::: Dataset excerpts
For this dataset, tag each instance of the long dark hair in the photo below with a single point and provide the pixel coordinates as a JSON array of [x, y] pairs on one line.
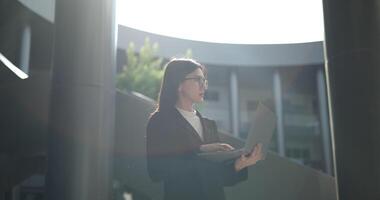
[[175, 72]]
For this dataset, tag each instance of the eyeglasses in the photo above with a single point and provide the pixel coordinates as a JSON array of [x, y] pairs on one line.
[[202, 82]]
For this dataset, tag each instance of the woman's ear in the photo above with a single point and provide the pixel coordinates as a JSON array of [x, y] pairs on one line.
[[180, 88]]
::::::
::: Dataset excerpts
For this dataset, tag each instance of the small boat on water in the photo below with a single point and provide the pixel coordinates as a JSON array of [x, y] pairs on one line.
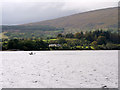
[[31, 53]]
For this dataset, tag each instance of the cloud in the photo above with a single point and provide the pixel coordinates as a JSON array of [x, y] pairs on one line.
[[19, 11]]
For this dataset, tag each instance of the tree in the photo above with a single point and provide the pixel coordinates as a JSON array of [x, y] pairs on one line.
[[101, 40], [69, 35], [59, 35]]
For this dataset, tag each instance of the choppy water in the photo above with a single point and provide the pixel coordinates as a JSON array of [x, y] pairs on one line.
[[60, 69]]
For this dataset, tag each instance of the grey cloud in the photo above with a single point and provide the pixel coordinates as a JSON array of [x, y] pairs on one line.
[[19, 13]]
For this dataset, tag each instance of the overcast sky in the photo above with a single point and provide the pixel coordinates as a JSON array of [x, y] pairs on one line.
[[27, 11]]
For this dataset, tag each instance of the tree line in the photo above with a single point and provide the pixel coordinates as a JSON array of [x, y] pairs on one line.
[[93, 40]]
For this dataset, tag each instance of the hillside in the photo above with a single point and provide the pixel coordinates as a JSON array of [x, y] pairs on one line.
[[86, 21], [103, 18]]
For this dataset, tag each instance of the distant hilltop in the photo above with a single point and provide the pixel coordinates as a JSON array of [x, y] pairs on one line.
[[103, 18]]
::::::
## Short exercise
Reproduce the stretch from "For this dataset, tag each instance of the eyeglasses" through "[[180, 88]]" with "single point" replaced by "single marker" everywhere in it, changing nothing else.

## Task solution
For this dataset, tag each instance of the eyeglasses in the photo above with a single marker and provide the pixel coordinates as a JSON array of [x, y] pairs on one line.
[[202, 82]]
For this dataset, tag each instance of the woman's ear in the photo above with a single marker and provide the pixel coordinates as a JSON array of [x, y] pairs on one line.
[[180, 88]]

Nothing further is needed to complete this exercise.